◆ To do ◆
Below is a listing. Gather each line of it that contains "would".

╭─ Exercise materials

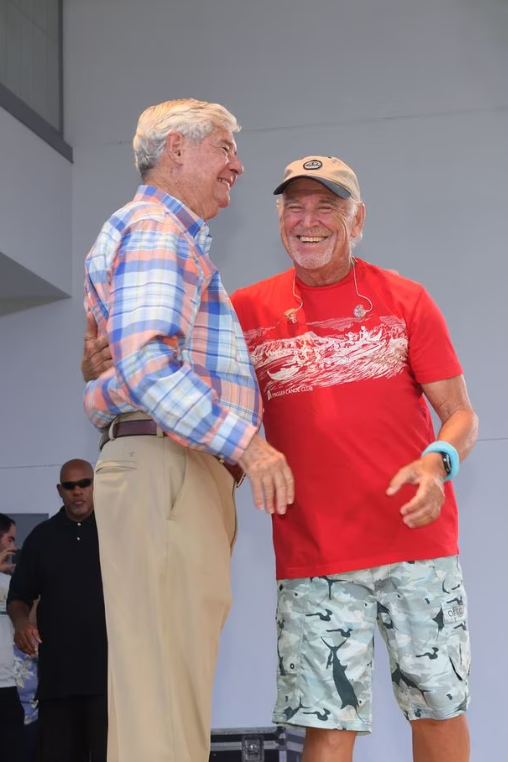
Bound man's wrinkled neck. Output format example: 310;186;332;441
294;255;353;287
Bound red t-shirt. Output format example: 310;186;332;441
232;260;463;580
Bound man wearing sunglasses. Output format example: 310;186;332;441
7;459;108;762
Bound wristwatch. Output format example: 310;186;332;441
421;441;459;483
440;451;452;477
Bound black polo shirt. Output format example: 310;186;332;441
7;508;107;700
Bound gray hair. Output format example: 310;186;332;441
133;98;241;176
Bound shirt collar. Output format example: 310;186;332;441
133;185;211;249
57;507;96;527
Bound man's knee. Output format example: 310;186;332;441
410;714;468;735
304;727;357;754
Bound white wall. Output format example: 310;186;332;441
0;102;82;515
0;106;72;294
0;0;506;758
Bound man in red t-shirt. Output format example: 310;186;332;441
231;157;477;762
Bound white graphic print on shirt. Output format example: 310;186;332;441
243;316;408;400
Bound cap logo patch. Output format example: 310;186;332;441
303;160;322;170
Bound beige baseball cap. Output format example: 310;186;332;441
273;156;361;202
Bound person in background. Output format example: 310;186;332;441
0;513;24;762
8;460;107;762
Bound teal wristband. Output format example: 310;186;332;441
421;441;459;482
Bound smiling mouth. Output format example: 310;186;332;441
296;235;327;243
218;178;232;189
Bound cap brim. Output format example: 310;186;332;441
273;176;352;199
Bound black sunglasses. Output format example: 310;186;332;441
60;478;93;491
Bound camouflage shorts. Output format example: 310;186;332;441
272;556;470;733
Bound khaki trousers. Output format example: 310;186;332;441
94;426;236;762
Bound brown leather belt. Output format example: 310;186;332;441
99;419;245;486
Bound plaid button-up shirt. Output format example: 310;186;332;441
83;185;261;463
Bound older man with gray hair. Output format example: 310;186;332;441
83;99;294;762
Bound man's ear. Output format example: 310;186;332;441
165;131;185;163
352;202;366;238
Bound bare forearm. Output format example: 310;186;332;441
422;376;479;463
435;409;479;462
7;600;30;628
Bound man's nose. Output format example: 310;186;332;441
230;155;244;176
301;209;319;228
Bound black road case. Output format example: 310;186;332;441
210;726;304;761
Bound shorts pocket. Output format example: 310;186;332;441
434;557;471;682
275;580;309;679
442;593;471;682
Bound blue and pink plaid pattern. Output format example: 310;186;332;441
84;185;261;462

╰─
╭─ Exercise materials

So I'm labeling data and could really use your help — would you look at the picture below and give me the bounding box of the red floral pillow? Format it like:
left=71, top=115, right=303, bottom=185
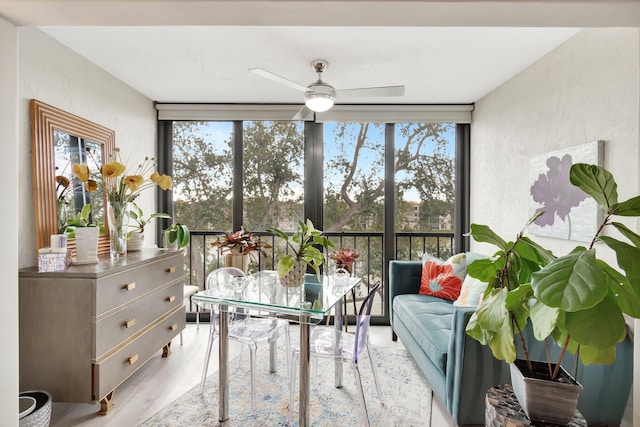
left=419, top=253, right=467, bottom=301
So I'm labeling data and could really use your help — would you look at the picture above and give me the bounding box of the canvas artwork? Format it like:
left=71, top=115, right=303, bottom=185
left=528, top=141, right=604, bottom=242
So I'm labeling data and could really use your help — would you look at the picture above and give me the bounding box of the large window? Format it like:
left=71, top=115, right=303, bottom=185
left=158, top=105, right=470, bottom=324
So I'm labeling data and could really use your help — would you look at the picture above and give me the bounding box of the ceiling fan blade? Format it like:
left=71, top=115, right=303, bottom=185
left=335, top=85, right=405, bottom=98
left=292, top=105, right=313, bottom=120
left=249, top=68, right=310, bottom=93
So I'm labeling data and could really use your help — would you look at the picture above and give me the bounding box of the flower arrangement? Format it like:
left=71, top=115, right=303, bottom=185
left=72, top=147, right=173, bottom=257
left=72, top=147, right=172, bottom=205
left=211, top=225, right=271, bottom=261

╰─

◆ Result of the exercise ◆
So I'm labeling data and could really use your help — would you look at the picture below and give me the bounding box of the red floral pillow? Format it like:
So I'm labeling data and could really use your help — would you look at the picture above and give me the bounding box of the canvas artwork? Format it like:
So I'm labeling data and could really use your help — would you look at the picture above and give me the bounding box of the large window? Format it like:
So I'm labeling data and could really use your help — would you look at the picture above and give me the bounding box of the ceiling fan blade? Format it like:
So I'm labeling data and could really use your help — would you look at the picture above and give me the bounding box of the flower arrangement? Format it like:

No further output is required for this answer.